··· Given information ···

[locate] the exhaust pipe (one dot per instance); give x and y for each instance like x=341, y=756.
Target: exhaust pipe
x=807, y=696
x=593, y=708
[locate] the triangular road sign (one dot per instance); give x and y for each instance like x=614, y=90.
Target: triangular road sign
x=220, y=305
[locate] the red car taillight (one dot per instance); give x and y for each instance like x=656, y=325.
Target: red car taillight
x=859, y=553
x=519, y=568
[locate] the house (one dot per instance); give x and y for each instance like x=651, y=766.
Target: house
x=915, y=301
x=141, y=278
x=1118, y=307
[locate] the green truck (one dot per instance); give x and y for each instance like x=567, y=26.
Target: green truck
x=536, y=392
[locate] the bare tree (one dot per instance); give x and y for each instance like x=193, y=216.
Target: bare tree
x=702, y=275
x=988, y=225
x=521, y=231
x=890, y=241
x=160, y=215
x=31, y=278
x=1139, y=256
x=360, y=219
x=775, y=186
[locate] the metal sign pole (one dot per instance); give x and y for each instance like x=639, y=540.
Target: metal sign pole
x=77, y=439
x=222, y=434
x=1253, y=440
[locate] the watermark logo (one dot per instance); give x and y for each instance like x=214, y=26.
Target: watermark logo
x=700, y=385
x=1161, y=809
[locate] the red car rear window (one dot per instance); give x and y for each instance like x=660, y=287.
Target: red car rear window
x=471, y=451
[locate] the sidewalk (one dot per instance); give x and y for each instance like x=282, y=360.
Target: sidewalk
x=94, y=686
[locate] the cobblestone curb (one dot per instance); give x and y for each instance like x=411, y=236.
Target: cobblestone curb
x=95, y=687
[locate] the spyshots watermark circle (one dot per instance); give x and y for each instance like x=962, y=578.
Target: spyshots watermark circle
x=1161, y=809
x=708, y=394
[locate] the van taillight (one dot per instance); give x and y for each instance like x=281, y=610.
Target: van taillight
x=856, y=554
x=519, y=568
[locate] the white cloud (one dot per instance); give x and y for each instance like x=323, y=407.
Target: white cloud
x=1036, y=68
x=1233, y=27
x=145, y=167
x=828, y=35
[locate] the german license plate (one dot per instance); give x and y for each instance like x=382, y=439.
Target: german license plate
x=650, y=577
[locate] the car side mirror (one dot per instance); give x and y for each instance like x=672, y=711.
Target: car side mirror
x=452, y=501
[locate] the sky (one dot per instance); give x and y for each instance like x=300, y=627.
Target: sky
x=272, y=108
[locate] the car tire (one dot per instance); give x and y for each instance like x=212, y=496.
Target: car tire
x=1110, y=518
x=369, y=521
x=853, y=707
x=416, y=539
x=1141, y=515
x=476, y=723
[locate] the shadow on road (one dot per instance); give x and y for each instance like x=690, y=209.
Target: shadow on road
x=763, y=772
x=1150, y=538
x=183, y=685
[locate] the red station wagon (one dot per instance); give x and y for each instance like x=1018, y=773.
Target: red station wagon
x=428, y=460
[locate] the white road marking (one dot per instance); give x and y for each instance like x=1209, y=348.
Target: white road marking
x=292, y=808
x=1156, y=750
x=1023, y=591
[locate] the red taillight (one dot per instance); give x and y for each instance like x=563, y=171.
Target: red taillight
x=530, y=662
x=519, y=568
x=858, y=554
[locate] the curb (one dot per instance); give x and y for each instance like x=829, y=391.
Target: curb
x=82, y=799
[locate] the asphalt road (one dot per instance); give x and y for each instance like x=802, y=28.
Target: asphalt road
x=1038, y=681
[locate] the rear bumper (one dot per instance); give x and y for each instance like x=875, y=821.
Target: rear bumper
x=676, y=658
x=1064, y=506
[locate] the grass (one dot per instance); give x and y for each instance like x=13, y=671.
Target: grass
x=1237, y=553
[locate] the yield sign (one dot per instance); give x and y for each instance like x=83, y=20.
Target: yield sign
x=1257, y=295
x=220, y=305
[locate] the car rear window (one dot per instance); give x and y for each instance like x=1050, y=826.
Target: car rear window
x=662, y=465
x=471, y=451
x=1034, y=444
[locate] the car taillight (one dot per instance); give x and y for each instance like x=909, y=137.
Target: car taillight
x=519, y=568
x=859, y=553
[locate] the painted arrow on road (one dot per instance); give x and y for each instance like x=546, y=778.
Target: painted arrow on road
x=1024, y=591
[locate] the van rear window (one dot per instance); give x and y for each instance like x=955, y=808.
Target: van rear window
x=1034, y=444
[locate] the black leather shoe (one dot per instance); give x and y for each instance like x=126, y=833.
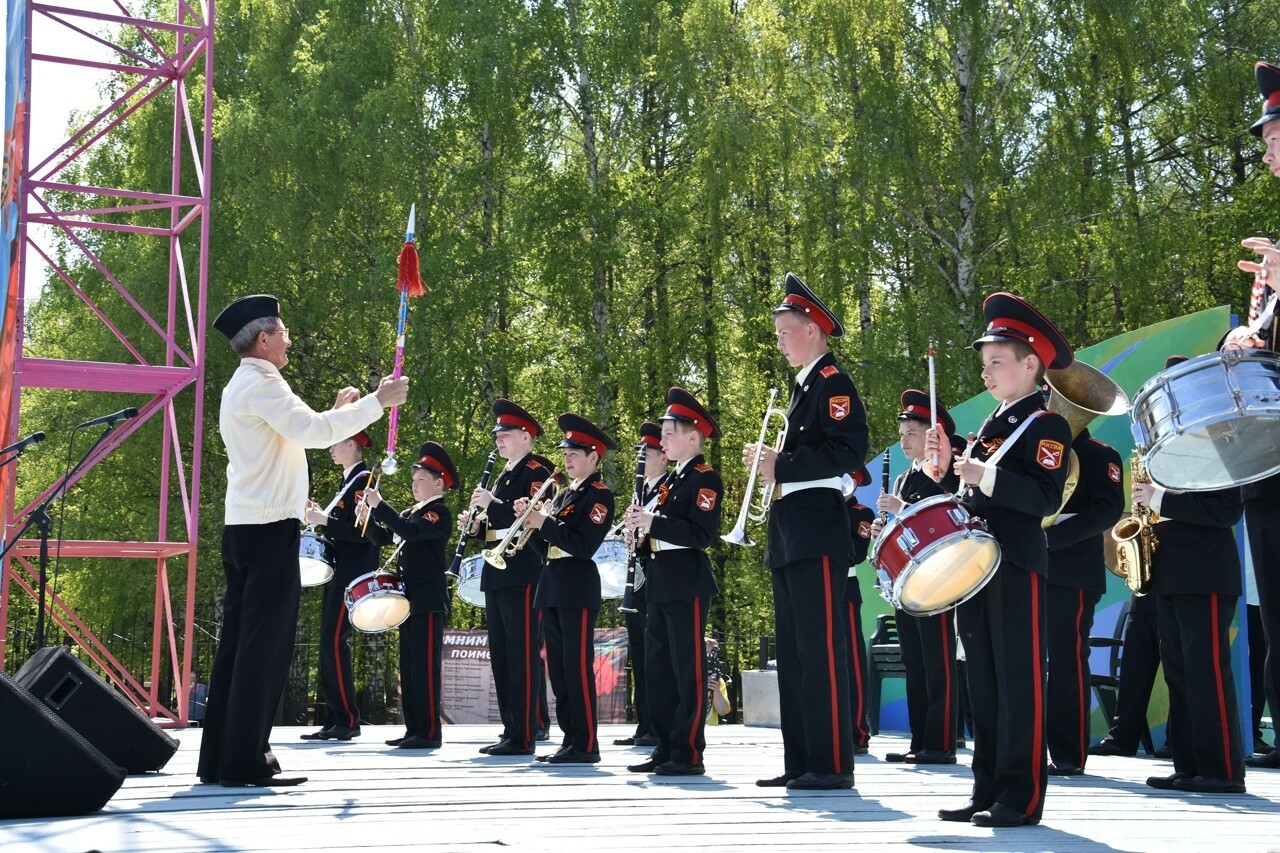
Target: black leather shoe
x=264, y=781
x=574, y=757
x=1270, y=760
x=1210, y=785
x=777, y=781
x=1166, y=783
x=959, y=815
x=821, y=781
x=1001, y=816
x=1109, y=747
x=1065, y=770
x=679, y=769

···

◆ Task item
Could you output all of the entries above exactly? Leave the pictures out.

◆ Task solution
[locate] the exhaust pipe (one dot per instance); give x and y for each instance like x=341, y=756.
Target: exhaust pipe
x=807, y=696
x=593, y=708
[locate] the triangular road sign (one dot per instance); give x and y for each instance like x=614, y=90.
Target: triangular road sign
x=220, y=305
[locate] the red car taillight (one dot per instance); give x and y for each instance like x=656, y=325.
Target: red car taillight
x=859, y=553
x=519, y=568
[locate] the house (one dot per instance); give x and y for each instance like x=651, y=766.
Target: house
x=915, y=301
x=141, y=278
x=1118, y=307
[locate] the green truck (one dot per instance); give x and y for each instance like x=567, y=26.
Target: green truck
x=536, y=392
[locate] the bare tree (one dot per instance); give x and y for each instance like x=193, y=216.
Target: bare tree
x=702, y=275
x=988, y=225
x=521, y=231
x=890, y=241
x=160, y=215
x=31, y=278
x=1139, y=256
x=360, y=219
x=775, y=186
[locate] the metal sign pole (one dot per instance); give x and y for each instance like x=639, y=540.
Target: metal sign pole
x=77, y=439
x=222, y=434
x=1253, y=440
[locate] the watermark logo (one dot per instance); give x and y for each instance like x=214, y=26.
Target: watermark logo
x=700, y=385
x=1161, y=809
[locate] the red car rear window (one dot per instance); give x and y for each instance like x=660, y=287.
Target: red car rear window
x=471, y=451
[locate] the sidewalk (one dot per instance); give x and y for each instance like x=282, y=360.
Target: sidewalk
x=94, y=686
[locate] the cobblestone curb (one dot per instance); give x and y for each instance like x=411, y=236.
Target: cobblestone curb
x=95, y=687
[locate] the spyshots watermark circle (one dot per instance); give x and y for each instance like x=962, y=578.
Target: spyshots watermark circle
x=1161, y=809
x=708, y=394
[locate] the van taillight (one dot per instance); give x and y for each instance like x=281, y=610.
Target: van taillight
x=856, y=554
x=519, y=568
[locate] the white cloud (one dot per instance); give x and y for each instance like x=323, y=407.
Target: white cloud
x=1036, y=68
x=1233, y=27
x=145, y=167
x=828, y=35
[locate] the german license plate (one dot per instance); give x and y for each instance like x=382, y=439.
Target: german license plate
x=650, y=577
[locate] the car side mirror (one dot per instance); give x and y for each instance like x=672, y=711.
Target: car side mirror
x=452, y=501
[locate] the sky (one dot per instance); give x and y for each instance like x=300, y=627.
Target: sky
x=272, y=108
[locate] the car tire (one dot per instance); give x and y for each instance like x=212, y=496.
Target: car tire
x=1110, y=518
x=369, y=521
x=853, y=707
x=416, y=539
x=1141, y=515
x=476, y=723
[locate] the shadow on road (one dot per instance); give x and y for each instance like x=690, y=209.
Target: shadow on road
x=763, y=772
x=1150, y=538
x=183, y=685
[locate] the red station wagon (one dot per instance); give x and y for each instance like x=1018, y=773.
Target: red station wagon
x=428, y=460
[locate] the white road marking (one dot per instance); give x and y for each instance like x=1209, y=348.
Target: white road marking
x=292, y=808
x=1156, y=750
x=1023, y=591
[locate] the red taillight (one dot per instance); give x and y for each instance like x=563, y=171.
Target: red taillight
x=530, y=662
x=519, y=568
x=858, y=554
[locate] the curb (one dot per instance); give x and y for each instance like x=829, y=391.
Target: curb
x=82, y=799
[locate] the asphalt road (one dot per instance); give x and y for each instance like x=802, y=28.
Target: asphalt road
x=1038, y=681
[locate] the rear bumper (one dot per instance); give x and y for each instance like x=875, y=821.
Target: rear bumper
x=676, y=658
x=1064, y=506
[locate] the grass (one dot per instance); give x and y for each instance like x=13, y=671.
Target: grass
x=1237, y=553
[locate] the yield sign (one dot per instance); give x and y for each instance like x=83, y=20.
Target: yield sign
x=1257, y=295
x=220, y=305
[locate] the car rear window (one dot per instance); give x and y for each instance like x=1050, y=826.
Target: car rear window
x=662, y=465
x=471, y=451
x=1034, y=444
[locate] the car taillight (one dot per instance); give x and y for each instance like x=909, y=137.
Target: car taillight
x=519, y=568
x=859, y=553
[locate] the painted arrow on road (one dot per instance); give x and y for each instance like x=546, y=778.
Target: painted arrow on road
x=1024, y=591
[locate] the van rear window (one dot per instance); give x and y for each instance like x=955, y=808.
Target: van rear window
x=1034, y=444
[locate] the black leather shoe (one dot per instance); give x and y for each instance like x=126, y=833.
Target: black leather shoe
x=264, y=781
x=574, y=757
x=1270, y=760
x=1210, y=785
x=777, y=781
x=1166, y=783
x=959, y=815
x=821, y=781
x=1001, y=816
x=1109, y=747
x=1065, y=770
x=679, y=769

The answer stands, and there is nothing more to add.